[MDEV-27201] Non-merged derived table: do not compute unused fields - Jira

Details

Type: Task
Status: In Review (View Workflow)
Priority: Critical
Resolution: Unresolved
Fix Version/s: 12.1
Component/s: Optimizer
Labels:
- optimizer
- optimizer-easy

Description

(Filing this based on my observations from analyzing queries at a prospect considering migration to MariaDB)

The problem: If a non-merged derived table has unused columns, they are still created and computed.

Creating a column might not be a big deal
Computing a column can cause some unused overhead
The worst part is that Table Elimination cannot eliminate the parts of query plan that compute useless information.

Testcase:

create table t1 (

  group_id int,

  a int,

  b int,

  c int

);

insert into t1 select  seq/100, seq, seq, seq from seq_1_to_10000;

create table t2 (a int);

insert into t2 values (1),(2),(3);

explain

select

  T.group_id,

  T.MAXA

from

t2,

  (select

     group_id,

     max(a) as MAXA,

     sum(b) as SUMB

   from

t1

   group by group_id

  ) as T

where

 T.group_id = t2.a;

+------+-------------+------------+------+---------------+------+---------+-----------+-------+---------------------------------+

| id   | select_type | table      | type | possible_keys | key  | key_len | ref       | rows  | Extra                           |

+------+-------------+------------+------+---------------+------+---------+-----------+-------+---------------------------------+

|    1 | PRIMARY     | t2         | ALL  | NULL          | NULL | NULL    | NULL      | 3     | Using where                     |

|    1 | PRIMARY     | <derived2> | ref  | key0          | key0 | 5       | test.t2.a | 100   |                                 |

|    2 | DERIVED     | t1         | ALL  | NULL          | NULL | NULL    | NULL      | 10000 | Using temporary; Using filesort |

+------+-------------+------------+------+---------------+------+---------+-----------+-------+---------------------------------+

Note that sum(b) as SUMB is not used.

**Record list:**
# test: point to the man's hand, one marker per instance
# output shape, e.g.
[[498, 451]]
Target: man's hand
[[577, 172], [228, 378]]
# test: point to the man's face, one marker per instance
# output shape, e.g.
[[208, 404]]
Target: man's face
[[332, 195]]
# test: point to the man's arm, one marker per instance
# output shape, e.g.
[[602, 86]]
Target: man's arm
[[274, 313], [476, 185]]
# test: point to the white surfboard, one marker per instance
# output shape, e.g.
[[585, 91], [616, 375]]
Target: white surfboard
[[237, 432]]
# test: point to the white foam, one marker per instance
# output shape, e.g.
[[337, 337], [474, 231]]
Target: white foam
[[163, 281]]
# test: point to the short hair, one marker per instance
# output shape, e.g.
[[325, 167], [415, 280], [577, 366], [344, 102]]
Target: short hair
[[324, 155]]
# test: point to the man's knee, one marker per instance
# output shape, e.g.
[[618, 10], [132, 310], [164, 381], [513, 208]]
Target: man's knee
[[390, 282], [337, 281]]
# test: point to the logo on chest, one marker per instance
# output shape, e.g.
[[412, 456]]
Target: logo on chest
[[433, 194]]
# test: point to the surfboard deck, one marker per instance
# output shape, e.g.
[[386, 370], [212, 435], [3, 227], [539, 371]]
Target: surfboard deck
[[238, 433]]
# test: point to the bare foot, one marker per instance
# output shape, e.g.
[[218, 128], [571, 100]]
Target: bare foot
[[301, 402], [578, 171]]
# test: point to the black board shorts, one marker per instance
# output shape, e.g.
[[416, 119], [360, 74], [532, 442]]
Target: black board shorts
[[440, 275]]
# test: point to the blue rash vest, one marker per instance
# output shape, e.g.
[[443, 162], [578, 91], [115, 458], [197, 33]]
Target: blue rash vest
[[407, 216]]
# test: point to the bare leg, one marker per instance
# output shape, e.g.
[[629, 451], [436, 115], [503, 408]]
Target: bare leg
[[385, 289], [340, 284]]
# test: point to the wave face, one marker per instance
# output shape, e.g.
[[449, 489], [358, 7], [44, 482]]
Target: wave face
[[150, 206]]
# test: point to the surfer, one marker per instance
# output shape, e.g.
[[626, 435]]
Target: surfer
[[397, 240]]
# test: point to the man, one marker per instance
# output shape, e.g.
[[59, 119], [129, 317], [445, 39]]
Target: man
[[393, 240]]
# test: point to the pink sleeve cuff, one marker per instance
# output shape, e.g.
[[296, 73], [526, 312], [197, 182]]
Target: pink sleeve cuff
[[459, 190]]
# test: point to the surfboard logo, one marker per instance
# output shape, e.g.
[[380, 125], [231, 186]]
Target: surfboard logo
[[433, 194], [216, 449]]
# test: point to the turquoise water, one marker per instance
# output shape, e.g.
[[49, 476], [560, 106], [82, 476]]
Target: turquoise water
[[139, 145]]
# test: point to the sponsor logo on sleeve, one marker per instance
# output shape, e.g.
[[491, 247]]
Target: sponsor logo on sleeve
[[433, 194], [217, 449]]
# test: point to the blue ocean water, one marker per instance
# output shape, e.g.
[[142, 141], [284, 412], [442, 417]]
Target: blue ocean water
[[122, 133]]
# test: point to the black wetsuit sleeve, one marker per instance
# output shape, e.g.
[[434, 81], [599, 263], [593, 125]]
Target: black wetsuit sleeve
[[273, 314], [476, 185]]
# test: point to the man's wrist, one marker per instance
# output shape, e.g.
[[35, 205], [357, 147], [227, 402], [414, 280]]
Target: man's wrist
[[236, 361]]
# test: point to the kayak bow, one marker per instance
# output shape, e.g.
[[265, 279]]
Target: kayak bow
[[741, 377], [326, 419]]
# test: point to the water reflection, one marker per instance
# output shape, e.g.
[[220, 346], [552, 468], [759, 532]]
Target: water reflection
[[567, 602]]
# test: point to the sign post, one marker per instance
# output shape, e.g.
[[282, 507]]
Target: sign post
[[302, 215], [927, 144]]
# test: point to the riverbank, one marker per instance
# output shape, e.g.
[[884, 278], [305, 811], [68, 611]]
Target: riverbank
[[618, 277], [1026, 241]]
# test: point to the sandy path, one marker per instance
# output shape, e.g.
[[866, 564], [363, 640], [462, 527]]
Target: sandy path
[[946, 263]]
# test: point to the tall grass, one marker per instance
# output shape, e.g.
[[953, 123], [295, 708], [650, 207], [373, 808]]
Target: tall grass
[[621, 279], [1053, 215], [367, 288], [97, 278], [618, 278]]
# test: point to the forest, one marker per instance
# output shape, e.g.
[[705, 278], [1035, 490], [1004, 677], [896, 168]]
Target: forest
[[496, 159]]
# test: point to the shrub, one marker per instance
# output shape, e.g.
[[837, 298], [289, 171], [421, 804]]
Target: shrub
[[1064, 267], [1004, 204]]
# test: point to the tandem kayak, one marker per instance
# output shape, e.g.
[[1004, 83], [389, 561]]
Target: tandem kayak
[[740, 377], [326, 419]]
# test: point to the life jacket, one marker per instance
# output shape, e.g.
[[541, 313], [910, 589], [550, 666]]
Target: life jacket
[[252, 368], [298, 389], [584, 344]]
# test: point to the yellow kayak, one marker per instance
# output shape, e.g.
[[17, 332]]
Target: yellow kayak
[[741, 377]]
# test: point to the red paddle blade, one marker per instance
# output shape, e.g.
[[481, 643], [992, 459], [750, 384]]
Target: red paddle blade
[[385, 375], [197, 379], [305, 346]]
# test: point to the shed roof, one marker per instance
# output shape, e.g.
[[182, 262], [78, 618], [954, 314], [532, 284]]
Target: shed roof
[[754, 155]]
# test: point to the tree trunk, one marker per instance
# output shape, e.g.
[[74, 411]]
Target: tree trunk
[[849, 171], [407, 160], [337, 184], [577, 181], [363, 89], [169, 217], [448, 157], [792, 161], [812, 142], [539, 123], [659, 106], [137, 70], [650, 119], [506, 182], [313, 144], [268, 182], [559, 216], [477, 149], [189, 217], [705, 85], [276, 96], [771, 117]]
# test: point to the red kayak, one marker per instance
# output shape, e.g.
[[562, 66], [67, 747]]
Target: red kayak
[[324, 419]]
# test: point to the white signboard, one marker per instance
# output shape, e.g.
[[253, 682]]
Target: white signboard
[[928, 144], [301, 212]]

--

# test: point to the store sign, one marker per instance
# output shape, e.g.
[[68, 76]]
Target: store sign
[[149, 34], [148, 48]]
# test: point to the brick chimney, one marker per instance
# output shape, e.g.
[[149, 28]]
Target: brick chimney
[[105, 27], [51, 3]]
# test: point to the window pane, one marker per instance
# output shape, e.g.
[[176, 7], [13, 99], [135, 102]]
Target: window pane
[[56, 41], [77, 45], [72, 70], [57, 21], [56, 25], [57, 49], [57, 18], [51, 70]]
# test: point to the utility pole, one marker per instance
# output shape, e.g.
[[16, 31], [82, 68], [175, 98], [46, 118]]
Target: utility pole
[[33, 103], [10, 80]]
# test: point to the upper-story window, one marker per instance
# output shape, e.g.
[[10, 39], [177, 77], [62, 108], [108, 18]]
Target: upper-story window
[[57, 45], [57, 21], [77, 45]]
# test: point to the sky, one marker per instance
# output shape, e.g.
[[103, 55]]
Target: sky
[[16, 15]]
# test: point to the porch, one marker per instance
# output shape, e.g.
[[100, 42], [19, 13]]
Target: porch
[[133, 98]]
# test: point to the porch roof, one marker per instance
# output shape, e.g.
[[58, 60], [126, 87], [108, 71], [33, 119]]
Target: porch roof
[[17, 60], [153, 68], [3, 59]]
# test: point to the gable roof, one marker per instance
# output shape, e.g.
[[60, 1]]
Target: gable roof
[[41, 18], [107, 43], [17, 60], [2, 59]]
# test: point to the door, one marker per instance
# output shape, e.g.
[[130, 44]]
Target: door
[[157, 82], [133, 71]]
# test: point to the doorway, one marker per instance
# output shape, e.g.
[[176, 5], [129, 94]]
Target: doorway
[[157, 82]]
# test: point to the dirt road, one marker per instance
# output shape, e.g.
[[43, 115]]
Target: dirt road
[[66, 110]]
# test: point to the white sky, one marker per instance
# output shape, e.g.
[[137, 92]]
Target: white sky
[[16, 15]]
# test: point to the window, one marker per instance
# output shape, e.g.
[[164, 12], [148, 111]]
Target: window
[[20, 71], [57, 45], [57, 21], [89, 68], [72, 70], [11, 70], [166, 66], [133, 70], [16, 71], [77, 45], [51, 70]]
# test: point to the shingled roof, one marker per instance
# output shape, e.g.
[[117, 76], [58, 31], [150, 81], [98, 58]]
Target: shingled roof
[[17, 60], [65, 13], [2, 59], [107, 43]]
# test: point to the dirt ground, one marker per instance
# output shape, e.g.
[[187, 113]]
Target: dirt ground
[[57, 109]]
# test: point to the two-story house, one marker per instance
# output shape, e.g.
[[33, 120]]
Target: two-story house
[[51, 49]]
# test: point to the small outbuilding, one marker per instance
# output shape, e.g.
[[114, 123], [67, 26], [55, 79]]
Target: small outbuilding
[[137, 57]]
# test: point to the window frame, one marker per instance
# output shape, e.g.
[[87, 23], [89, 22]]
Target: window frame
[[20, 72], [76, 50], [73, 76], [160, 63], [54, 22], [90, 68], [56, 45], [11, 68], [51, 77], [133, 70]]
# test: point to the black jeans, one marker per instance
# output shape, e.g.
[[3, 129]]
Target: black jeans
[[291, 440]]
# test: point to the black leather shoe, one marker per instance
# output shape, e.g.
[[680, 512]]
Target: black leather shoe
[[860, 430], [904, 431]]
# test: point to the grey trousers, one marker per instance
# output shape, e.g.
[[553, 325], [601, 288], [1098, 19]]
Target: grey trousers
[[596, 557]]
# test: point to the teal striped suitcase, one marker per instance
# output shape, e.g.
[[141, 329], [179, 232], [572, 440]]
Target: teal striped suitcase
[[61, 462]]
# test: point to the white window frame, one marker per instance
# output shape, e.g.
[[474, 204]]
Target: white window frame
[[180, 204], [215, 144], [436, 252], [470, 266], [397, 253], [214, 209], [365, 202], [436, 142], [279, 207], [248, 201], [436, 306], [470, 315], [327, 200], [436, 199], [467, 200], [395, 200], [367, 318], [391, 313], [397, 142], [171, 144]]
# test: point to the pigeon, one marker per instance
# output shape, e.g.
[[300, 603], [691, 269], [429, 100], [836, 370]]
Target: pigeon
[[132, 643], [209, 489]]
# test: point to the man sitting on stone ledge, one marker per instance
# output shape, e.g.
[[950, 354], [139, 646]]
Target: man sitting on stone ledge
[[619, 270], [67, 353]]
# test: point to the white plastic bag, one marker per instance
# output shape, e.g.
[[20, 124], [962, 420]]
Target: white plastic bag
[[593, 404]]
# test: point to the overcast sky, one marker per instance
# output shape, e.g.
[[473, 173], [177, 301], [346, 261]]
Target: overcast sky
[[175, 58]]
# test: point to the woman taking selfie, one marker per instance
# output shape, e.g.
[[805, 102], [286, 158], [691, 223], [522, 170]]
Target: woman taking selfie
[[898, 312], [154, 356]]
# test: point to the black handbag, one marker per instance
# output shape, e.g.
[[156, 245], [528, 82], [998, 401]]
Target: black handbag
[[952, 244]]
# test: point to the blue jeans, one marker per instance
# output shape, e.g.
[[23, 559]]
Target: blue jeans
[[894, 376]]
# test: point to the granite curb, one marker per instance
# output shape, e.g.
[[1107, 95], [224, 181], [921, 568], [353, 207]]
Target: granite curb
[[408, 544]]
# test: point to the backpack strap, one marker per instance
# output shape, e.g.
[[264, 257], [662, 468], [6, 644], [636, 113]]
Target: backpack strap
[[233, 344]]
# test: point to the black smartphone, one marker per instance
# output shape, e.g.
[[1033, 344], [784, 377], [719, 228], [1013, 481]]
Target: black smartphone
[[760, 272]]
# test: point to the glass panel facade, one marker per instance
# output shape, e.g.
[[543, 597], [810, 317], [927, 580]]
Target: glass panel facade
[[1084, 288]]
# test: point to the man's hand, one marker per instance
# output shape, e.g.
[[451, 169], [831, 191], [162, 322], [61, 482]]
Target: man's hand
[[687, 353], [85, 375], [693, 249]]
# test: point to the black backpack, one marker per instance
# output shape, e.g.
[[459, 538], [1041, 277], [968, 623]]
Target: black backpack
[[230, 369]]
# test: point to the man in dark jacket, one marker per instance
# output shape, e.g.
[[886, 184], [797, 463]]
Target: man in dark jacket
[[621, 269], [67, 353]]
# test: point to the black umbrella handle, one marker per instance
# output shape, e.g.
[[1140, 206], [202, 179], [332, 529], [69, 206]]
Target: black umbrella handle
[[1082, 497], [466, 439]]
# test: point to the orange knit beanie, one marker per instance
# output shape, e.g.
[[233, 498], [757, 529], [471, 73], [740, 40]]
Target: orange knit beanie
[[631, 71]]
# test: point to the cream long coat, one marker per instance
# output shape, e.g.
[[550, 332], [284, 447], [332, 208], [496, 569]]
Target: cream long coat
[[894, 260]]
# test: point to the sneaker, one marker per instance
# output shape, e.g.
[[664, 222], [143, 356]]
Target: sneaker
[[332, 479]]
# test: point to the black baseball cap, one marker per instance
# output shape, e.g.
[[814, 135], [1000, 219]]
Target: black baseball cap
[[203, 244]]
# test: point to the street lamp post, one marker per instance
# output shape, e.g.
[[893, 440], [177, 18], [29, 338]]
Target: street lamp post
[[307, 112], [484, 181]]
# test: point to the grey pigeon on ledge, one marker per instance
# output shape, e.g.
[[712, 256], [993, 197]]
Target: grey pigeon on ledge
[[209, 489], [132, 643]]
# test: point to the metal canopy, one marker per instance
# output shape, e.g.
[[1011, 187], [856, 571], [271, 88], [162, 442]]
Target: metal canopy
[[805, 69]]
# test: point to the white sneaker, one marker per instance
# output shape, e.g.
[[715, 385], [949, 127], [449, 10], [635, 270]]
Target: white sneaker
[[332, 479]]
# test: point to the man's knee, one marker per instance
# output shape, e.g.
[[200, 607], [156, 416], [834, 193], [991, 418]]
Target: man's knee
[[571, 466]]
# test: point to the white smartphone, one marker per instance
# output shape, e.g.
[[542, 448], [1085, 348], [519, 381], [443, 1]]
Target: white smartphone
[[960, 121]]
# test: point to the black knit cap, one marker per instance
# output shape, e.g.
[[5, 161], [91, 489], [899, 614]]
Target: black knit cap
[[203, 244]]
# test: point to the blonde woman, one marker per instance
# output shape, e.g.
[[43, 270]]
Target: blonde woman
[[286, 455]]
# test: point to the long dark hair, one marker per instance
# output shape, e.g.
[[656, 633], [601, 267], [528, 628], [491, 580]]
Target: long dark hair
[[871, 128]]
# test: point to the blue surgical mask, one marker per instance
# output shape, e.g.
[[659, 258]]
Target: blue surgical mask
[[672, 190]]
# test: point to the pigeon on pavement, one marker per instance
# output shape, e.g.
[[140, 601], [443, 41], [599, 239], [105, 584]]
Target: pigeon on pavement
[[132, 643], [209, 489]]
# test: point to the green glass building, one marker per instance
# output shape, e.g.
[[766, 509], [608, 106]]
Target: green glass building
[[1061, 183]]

**Objectives:**
a - According to the Jira issue, what is the worst part of the problem it describes?
b - Reproduce the Jira issue from "Description" to "compute useless information.".
c - Name every column defined in the create table statement for t1 in the Jira issue.

**Answers to the tasks:**
a - Table Elimination cannot eliminate the parts of the query plan that compute useless information.

b -
Description

(Filing this based on my observations from analyzing queries at a prospect considering migration to MariaDB)

The problem: If a non-merged derived table has unused columns, they are still created and computed.

Creating a column might not be a big deal
Computing a column can cause some unused overhead
The worst part is that Table Elimination cannot eliminate the parts of query plan that compute useless information.

c - group_id, a, b, c